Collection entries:
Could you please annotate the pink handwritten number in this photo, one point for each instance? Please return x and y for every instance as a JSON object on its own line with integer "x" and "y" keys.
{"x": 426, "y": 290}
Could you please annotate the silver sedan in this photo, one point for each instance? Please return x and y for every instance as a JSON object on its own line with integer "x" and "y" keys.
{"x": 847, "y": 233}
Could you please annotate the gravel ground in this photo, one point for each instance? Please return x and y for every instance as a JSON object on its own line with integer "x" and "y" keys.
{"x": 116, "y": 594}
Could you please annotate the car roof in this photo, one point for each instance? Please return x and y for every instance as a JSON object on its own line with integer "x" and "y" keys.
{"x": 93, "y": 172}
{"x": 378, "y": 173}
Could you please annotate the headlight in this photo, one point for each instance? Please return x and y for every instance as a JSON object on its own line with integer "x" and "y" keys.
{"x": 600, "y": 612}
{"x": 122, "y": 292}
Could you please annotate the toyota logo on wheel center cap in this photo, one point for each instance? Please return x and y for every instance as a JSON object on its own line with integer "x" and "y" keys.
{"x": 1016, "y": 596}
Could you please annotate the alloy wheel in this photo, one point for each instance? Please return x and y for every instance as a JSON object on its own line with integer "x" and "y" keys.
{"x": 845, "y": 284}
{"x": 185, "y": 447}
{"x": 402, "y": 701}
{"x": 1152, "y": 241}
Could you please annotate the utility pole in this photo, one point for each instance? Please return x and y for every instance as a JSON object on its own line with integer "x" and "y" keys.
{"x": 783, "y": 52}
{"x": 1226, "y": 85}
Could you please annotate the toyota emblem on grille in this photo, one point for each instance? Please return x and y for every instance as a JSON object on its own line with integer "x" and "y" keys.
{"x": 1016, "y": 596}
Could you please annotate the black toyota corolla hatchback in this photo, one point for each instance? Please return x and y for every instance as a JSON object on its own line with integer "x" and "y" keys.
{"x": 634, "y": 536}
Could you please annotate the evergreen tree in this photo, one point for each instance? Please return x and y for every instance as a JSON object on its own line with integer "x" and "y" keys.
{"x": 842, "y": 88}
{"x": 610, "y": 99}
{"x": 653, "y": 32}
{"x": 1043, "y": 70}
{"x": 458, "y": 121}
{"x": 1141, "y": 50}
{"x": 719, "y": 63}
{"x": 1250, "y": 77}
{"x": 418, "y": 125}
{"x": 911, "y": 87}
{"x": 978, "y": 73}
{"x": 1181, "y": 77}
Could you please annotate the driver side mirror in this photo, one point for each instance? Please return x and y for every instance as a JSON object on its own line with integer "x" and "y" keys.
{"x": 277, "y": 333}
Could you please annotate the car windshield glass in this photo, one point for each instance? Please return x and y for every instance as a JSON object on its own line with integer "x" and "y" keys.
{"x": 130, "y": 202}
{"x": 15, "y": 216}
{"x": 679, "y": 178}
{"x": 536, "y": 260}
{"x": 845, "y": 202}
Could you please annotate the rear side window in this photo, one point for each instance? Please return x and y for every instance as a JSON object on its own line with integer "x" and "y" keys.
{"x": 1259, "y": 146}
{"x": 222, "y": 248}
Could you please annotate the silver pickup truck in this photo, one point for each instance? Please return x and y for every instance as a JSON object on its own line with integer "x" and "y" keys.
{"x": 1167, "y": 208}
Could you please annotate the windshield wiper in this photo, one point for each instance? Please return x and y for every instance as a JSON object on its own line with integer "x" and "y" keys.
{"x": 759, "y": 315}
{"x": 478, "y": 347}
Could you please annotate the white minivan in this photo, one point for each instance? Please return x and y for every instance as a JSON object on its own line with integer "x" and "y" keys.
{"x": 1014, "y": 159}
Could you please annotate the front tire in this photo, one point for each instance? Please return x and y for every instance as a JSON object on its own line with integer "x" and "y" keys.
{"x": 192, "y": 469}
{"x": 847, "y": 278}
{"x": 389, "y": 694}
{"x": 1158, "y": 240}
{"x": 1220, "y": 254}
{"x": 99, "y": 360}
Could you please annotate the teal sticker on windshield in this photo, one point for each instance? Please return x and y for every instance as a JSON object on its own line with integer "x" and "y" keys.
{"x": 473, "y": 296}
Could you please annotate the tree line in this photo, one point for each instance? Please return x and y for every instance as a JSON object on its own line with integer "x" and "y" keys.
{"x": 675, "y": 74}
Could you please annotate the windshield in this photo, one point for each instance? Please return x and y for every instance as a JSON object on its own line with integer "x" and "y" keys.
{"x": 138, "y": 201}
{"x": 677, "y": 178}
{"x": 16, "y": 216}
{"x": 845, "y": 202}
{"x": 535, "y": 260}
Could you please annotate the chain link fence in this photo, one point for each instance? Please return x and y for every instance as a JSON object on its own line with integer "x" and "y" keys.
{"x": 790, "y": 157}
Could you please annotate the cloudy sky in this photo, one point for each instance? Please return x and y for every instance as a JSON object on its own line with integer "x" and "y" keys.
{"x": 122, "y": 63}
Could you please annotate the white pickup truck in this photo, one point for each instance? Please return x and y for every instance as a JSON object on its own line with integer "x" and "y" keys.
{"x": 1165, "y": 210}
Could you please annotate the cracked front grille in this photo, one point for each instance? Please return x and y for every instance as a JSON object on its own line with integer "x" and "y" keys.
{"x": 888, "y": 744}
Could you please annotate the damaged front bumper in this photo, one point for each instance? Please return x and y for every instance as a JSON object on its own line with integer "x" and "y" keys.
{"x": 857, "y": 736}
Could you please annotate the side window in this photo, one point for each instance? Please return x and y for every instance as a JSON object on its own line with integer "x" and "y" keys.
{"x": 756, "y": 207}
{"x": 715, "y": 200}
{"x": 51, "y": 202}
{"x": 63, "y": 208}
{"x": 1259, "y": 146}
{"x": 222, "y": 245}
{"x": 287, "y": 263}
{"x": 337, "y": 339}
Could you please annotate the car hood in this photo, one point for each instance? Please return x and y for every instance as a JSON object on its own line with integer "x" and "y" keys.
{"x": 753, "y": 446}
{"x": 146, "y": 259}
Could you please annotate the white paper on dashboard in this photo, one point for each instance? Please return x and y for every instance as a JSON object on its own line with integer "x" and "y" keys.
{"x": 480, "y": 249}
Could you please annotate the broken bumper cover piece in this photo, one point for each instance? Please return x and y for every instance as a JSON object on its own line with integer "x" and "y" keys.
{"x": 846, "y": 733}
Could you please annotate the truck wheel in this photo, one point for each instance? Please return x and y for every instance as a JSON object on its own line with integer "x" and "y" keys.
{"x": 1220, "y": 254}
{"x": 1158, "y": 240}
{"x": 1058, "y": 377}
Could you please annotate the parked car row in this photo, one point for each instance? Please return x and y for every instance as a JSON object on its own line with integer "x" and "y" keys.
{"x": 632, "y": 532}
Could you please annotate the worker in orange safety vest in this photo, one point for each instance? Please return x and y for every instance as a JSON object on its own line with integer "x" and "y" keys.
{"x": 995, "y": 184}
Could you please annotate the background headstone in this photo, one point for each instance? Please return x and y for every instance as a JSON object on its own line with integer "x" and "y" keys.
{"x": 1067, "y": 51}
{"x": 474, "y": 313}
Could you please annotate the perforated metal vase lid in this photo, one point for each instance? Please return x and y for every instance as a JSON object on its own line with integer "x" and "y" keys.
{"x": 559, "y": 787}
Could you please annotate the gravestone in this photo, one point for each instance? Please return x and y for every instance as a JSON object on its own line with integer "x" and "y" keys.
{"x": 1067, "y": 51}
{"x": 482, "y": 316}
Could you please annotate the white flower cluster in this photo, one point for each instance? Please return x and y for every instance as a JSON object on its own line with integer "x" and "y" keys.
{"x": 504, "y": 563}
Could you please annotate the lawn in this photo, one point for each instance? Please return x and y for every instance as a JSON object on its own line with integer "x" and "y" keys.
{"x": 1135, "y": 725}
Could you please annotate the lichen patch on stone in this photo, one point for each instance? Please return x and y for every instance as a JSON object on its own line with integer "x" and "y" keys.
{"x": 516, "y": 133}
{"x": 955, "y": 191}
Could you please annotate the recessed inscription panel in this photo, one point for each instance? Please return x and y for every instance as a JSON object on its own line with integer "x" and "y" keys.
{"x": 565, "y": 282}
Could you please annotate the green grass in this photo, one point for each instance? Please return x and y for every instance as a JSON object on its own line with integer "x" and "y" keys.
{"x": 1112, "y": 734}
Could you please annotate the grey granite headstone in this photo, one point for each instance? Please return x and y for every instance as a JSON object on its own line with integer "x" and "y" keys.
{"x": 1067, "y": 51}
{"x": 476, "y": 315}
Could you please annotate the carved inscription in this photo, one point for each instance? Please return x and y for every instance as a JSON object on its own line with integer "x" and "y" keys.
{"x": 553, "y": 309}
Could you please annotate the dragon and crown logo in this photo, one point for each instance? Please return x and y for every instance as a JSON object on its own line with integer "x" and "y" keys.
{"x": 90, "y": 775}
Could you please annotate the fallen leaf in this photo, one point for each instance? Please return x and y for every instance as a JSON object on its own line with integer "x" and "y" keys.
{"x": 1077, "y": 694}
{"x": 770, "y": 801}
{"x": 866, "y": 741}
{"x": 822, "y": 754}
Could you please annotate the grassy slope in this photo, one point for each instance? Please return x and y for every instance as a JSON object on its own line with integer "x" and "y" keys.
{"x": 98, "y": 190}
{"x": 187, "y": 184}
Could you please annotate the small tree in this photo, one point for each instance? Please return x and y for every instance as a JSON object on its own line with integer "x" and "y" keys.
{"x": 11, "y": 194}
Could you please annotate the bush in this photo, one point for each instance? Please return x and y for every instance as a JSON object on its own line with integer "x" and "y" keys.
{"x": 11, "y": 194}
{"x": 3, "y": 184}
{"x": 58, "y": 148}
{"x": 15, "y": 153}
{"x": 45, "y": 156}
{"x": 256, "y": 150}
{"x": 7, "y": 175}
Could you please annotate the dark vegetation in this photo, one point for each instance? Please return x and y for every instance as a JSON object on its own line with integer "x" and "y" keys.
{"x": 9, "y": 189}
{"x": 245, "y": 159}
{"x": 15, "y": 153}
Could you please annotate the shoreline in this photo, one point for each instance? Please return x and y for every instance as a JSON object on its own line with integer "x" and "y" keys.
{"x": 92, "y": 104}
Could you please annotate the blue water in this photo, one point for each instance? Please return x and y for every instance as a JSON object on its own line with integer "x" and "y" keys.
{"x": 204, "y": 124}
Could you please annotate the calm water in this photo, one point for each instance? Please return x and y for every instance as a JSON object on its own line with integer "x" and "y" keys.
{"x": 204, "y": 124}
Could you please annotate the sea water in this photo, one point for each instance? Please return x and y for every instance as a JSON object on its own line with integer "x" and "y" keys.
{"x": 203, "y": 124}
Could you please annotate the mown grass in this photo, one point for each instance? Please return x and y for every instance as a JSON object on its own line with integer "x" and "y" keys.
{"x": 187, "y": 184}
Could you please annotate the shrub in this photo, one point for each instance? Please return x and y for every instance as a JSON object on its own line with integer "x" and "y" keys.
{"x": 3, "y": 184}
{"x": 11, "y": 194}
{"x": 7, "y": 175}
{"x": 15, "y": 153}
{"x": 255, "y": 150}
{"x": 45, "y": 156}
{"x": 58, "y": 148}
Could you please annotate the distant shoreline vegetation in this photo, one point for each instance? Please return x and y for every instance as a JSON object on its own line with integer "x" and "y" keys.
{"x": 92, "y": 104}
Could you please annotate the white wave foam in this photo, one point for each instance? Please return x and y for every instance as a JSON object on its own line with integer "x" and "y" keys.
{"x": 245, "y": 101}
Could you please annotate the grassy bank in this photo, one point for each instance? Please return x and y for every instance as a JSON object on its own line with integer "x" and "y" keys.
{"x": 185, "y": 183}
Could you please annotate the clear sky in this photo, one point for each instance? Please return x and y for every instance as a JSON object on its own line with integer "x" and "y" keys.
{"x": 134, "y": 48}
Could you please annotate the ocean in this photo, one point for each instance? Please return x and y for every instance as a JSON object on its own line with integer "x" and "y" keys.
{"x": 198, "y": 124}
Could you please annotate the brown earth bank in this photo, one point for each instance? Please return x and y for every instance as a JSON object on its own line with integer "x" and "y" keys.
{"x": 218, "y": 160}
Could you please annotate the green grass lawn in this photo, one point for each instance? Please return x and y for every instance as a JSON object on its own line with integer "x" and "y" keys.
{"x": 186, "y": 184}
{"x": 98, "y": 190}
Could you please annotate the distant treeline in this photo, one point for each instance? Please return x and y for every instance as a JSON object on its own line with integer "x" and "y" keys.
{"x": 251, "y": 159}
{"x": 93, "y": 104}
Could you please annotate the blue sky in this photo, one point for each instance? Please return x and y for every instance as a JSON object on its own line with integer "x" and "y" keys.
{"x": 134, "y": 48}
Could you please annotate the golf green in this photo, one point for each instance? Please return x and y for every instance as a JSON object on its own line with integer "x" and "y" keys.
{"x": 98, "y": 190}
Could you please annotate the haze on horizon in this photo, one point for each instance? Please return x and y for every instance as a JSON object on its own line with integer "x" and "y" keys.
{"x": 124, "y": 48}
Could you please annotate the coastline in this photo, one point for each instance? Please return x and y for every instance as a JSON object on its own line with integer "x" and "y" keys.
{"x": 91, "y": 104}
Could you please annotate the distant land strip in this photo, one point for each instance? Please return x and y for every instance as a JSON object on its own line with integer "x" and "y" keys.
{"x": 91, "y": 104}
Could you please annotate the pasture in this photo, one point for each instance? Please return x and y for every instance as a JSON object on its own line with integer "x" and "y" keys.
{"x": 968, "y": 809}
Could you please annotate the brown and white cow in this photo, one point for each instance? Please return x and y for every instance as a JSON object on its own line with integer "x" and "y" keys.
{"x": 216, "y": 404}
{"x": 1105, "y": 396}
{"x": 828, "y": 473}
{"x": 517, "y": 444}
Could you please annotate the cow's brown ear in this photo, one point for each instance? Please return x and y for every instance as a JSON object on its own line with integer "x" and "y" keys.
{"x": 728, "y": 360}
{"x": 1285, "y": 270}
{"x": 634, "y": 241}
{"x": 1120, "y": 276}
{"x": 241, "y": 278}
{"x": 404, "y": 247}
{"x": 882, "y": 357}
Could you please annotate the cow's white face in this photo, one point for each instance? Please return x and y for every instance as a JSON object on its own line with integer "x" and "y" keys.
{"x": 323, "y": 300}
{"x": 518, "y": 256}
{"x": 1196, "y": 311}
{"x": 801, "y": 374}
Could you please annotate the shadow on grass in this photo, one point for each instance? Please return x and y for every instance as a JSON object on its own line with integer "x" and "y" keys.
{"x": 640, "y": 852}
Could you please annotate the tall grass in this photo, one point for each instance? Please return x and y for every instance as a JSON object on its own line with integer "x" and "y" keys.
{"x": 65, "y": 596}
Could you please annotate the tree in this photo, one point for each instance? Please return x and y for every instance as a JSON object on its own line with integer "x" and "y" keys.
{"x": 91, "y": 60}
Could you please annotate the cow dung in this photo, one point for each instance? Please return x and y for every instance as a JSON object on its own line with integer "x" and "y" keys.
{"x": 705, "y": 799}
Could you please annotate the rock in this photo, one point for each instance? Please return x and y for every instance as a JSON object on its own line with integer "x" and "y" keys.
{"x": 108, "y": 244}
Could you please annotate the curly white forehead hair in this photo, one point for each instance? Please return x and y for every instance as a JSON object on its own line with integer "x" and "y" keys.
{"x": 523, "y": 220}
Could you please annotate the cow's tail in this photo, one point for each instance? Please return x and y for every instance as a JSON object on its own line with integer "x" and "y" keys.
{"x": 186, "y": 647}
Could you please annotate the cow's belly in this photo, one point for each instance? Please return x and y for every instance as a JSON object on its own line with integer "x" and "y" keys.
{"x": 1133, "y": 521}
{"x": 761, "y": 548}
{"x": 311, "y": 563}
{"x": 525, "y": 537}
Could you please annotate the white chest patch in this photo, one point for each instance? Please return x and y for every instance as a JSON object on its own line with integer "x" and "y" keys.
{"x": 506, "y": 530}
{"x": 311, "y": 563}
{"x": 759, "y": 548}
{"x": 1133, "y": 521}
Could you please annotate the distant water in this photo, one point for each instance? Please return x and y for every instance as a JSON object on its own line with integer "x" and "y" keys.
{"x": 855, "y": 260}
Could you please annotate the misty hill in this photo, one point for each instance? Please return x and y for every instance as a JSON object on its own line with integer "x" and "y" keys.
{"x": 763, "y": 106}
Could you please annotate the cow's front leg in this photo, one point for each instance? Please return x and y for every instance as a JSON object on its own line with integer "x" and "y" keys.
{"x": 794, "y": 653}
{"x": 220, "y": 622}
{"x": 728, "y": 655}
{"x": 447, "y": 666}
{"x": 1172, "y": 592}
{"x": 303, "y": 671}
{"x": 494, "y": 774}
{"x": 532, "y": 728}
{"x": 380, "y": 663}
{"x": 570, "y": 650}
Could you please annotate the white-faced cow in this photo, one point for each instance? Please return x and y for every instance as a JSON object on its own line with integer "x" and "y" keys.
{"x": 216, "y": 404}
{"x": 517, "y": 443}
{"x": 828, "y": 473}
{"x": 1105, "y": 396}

* _WHAT TO DO_: Counting the line that contains "Could you please annotate the white-faced" as the first, copy exactly every line through the end of the records, and nothing else.

* _YOUR RESPONSE_:
Could you please annotate the white-faced cow in this photo, one point for each instance? Please return x and y for every instance as a JSON object on its own line with integer "x" and "y" keys.
{"x": 216, "y": 404}
{"x": 517, "y": 443}
{"x": 828, "y": 473}
{"x": 1105, "y": 396}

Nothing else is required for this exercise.